==== Input data ====

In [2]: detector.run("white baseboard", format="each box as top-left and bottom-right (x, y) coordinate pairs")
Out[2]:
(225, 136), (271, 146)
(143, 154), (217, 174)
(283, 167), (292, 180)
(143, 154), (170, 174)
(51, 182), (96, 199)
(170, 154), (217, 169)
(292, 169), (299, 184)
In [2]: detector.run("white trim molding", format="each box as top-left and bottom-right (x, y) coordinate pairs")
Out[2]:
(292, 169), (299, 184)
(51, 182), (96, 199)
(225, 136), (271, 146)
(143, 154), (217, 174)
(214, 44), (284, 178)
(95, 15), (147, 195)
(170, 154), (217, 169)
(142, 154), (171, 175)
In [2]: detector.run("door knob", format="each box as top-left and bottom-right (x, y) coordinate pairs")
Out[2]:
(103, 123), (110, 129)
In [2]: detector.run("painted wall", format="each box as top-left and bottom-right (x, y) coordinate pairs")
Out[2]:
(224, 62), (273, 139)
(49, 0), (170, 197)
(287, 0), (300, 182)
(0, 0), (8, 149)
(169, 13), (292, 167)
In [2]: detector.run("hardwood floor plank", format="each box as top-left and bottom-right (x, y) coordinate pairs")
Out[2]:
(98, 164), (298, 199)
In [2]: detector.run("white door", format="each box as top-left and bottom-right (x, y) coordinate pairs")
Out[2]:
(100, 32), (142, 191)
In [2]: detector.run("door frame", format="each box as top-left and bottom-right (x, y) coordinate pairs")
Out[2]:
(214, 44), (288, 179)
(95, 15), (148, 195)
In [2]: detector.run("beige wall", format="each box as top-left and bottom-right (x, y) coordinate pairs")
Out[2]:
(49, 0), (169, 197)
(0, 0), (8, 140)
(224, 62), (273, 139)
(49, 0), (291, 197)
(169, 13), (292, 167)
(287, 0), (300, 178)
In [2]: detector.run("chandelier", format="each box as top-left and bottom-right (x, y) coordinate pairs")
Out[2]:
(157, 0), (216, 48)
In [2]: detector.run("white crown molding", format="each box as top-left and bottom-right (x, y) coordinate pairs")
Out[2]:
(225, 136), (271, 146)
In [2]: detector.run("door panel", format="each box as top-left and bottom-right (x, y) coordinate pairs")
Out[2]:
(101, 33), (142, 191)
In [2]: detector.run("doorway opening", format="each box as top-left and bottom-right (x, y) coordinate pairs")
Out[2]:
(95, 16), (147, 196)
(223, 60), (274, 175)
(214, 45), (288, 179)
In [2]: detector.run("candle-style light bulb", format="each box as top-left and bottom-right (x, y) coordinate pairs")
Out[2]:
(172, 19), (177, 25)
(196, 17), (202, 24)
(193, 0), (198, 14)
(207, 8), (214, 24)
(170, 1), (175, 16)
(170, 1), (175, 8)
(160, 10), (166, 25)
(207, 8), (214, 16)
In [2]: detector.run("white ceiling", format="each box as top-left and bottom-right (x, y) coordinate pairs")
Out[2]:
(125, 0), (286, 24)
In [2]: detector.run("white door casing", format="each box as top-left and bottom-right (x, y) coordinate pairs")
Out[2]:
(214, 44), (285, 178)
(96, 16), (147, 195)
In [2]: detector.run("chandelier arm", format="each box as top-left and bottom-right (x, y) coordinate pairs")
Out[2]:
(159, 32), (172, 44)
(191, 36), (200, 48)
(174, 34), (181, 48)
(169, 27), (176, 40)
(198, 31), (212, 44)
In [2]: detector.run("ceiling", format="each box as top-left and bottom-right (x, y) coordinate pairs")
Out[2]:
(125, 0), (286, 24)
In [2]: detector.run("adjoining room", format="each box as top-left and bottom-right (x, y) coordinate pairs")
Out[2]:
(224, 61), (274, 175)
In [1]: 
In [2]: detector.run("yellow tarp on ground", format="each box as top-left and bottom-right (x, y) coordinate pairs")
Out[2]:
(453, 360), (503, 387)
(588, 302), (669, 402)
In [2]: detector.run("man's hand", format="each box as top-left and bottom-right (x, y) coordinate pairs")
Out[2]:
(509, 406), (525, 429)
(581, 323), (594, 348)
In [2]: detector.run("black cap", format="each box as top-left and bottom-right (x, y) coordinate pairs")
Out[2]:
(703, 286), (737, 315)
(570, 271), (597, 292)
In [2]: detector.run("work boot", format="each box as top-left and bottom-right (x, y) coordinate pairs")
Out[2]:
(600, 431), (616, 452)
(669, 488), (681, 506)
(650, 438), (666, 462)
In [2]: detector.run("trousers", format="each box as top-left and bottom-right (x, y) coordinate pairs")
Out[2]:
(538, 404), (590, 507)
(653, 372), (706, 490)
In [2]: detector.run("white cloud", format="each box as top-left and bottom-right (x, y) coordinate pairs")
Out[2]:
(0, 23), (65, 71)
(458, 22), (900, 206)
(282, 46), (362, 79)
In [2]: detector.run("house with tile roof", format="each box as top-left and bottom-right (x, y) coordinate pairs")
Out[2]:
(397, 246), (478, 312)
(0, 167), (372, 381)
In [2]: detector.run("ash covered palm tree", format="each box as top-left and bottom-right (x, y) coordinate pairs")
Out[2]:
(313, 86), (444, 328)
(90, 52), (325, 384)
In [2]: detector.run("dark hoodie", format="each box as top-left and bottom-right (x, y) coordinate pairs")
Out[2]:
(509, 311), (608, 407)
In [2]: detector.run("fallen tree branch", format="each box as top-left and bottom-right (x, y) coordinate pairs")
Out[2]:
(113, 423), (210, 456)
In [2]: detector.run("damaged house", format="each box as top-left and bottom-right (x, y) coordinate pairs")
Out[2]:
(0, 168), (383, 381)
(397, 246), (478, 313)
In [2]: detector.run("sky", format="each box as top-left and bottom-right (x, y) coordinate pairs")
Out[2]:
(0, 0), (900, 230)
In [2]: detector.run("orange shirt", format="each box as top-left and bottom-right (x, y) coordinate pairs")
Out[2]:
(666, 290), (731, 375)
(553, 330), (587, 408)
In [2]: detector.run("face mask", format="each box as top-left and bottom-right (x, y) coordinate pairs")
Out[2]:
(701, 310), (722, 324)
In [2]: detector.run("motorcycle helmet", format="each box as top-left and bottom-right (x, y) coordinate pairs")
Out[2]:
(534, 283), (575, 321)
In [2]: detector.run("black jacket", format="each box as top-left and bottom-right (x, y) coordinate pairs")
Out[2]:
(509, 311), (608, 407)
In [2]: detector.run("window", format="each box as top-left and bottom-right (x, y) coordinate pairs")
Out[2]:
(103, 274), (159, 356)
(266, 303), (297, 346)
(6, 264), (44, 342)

====

▶ [Short problem]: How many rows above contain the string "wall"? Reply with the number only.

▶ [Result]: 2